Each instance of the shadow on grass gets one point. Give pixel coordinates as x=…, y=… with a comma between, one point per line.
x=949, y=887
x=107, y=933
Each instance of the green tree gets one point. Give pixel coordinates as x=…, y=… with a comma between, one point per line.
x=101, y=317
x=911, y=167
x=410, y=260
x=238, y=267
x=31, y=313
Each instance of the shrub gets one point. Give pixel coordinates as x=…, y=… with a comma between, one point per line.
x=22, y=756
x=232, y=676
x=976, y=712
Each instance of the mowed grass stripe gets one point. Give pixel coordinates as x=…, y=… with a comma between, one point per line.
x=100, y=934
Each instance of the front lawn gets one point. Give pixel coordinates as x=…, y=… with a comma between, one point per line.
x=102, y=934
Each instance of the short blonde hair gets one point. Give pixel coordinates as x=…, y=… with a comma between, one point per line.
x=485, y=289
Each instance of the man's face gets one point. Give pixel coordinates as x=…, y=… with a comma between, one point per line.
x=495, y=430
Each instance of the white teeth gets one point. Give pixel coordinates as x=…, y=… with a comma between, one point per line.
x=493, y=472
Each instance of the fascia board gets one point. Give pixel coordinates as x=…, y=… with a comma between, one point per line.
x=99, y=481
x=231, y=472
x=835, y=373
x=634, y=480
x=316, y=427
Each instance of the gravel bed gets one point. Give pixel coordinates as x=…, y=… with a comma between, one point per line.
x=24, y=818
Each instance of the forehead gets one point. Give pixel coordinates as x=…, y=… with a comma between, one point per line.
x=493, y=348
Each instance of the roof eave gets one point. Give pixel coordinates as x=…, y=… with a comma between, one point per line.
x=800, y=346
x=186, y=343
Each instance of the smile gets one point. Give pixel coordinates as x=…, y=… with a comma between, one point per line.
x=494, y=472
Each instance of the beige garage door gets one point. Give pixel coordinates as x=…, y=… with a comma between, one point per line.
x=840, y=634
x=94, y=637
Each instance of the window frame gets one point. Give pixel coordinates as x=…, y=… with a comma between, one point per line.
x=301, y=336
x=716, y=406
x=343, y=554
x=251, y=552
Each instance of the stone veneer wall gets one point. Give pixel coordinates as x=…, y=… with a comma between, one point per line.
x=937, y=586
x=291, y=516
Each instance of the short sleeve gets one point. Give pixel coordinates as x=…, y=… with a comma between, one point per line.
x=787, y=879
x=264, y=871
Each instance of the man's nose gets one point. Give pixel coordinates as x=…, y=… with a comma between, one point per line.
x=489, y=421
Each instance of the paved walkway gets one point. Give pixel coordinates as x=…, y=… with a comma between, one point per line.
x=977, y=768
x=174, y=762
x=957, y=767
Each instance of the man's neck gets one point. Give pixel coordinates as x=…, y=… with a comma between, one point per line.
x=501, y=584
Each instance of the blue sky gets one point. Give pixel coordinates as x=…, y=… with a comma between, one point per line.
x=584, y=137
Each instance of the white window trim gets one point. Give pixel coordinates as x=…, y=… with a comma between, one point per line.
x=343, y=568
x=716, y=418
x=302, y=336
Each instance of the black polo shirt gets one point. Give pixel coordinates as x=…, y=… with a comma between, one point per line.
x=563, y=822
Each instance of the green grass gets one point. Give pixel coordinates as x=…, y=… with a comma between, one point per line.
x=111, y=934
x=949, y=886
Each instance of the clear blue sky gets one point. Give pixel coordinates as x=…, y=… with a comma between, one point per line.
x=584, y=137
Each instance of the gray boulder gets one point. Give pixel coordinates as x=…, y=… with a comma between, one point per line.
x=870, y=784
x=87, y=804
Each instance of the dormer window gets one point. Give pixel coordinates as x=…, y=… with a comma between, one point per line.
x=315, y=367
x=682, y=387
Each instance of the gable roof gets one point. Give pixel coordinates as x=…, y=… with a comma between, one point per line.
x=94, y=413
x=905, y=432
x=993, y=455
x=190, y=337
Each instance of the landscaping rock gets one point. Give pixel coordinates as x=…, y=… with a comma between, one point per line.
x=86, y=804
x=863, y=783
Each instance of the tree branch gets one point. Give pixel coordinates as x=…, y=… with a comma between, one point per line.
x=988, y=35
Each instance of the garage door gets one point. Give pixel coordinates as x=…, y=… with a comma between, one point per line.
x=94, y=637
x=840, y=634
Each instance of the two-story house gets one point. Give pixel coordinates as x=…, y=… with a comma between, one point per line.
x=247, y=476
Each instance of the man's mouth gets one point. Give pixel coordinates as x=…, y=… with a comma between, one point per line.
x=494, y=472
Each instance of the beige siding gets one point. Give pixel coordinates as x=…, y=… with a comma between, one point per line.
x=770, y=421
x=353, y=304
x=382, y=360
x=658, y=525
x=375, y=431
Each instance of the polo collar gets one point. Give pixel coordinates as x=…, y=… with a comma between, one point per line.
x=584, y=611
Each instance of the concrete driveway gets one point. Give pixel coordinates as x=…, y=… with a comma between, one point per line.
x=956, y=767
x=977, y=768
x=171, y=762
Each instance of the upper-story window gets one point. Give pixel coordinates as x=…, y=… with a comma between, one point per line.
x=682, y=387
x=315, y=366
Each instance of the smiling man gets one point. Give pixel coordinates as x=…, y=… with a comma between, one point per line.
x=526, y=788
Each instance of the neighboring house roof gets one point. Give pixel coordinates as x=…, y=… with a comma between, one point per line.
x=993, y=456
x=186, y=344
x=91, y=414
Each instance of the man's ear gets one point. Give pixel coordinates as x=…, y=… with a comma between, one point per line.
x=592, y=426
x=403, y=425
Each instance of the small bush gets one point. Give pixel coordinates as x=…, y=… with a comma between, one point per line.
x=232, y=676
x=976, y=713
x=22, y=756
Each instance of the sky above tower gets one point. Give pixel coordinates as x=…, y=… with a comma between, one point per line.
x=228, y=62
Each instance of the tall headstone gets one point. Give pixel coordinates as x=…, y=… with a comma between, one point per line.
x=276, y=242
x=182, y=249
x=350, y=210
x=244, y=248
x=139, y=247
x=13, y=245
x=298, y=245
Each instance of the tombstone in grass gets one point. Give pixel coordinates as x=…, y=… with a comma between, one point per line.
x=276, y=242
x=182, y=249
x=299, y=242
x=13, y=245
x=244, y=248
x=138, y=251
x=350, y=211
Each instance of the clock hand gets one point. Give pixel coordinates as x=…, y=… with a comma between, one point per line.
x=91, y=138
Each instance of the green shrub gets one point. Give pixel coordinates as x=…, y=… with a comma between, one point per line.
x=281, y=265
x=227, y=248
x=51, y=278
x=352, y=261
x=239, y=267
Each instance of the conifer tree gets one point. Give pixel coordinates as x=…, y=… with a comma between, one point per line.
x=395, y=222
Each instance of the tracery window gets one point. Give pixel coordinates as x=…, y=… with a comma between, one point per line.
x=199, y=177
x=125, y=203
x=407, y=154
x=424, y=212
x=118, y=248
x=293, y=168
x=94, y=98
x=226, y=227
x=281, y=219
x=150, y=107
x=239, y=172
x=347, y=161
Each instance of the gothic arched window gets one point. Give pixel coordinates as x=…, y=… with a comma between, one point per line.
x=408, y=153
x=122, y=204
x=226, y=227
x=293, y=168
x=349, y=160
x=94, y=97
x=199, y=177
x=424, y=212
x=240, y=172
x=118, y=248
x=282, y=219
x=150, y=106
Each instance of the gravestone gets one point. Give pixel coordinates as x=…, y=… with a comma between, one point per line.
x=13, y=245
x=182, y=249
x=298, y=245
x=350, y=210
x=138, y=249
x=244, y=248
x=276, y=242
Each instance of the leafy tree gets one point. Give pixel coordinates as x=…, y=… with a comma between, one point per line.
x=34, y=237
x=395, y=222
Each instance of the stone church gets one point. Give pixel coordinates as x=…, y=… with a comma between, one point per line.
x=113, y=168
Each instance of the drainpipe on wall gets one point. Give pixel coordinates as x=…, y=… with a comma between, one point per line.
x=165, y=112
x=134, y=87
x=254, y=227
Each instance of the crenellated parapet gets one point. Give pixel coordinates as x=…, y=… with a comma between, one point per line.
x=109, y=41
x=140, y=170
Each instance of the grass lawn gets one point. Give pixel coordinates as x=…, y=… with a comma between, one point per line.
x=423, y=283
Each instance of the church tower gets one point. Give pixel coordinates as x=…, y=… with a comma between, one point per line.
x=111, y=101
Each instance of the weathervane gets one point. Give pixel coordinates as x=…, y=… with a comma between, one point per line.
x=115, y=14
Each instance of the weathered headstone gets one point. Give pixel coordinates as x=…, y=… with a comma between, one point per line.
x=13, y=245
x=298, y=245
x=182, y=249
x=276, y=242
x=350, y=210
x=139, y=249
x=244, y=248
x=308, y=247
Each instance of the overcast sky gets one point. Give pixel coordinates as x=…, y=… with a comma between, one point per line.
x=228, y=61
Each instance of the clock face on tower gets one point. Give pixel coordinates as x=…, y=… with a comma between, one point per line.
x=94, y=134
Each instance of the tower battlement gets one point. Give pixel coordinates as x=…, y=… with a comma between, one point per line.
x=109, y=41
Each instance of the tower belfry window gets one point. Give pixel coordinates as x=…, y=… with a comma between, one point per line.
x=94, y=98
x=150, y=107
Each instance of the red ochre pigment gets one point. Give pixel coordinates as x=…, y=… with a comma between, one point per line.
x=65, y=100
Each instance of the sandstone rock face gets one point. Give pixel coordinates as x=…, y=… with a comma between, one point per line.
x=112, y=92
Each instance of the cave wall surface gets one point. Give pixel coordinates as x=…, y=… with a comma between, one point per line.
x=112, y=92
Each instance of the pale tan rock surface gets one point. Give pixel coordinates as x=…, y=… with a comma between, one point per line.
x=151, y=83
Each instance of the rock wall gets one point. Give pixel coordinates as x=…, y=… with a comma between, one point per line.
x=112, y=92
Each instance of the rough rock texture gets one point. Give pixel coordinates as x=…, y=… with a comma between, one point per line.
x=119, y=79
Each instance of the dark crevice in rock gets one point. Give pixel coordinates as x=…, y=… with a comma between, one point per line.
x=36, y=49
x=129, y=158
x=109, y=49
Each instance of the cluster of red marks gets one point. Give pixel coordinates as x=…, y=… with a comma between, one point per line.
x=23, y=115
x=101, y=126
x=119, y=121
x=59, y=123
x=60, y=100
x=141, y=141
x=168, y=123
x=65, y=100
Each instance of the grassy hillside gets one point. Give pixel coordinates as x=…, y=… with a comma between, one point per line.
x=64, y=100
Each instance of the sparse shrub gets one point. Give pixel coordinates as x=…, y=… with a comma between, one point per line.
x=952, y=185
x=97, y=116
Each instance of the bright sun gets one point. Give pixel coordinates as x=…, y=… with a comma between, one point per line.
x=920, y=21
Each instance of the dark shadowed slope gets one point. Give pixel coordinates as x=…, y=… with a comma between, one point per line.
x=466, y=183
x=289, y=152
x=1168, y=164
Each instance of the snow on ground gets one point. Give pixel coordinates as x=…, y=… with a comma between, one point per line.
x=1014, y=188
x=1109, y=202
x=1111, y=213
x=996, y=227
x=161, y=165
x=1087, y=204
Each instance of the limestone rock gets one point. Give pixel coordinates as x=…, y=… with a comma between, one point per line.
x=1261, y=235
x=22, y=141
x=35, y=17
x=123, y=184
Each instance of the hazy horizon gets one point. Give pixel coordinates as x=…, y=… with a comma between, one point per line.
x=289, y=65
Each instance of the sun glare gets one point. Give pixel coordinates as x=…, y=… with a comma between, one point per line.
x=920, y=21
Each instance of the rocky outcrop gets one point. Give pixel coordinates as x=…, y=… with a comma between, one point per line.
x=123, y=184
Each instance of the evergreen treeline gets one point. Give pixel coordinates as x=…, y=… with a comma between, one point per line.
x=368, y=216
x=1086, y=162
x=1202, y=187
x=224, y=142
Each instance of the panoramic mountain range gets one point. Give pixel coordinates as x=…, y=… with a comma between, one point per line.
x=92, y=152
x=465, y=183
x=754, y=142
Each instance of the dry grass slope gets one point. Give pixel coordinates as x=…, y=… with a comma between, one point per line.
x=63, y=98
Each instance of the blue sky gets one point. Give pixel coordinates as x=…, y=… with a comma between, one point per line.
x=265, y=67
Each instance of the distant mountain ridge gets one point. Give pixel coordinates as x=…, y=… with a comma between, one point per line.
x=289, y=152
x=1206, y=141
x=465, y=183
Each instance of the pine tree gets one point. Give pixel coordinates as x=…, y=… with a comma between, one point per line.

┄┄┄┄┄┄┄┄┄┄

— PROBLEM TO WORK ON —
Print exactly the lines of the records from the one containing "Each instance of the distant" through the end, and nothing besides them.

— ANSWER TO THIS PROBLEM —
Each instance of the distant mountain ridge gets one point. Give pixel coordinates as x=…, y=… with a comma between, one point per line.
x=289, y=152
x=1206, y=141
x=465, y=183
Each instance of the pine tree gets one point. Give pixel coordinates as x=…, y=… with a comma between, one point per line.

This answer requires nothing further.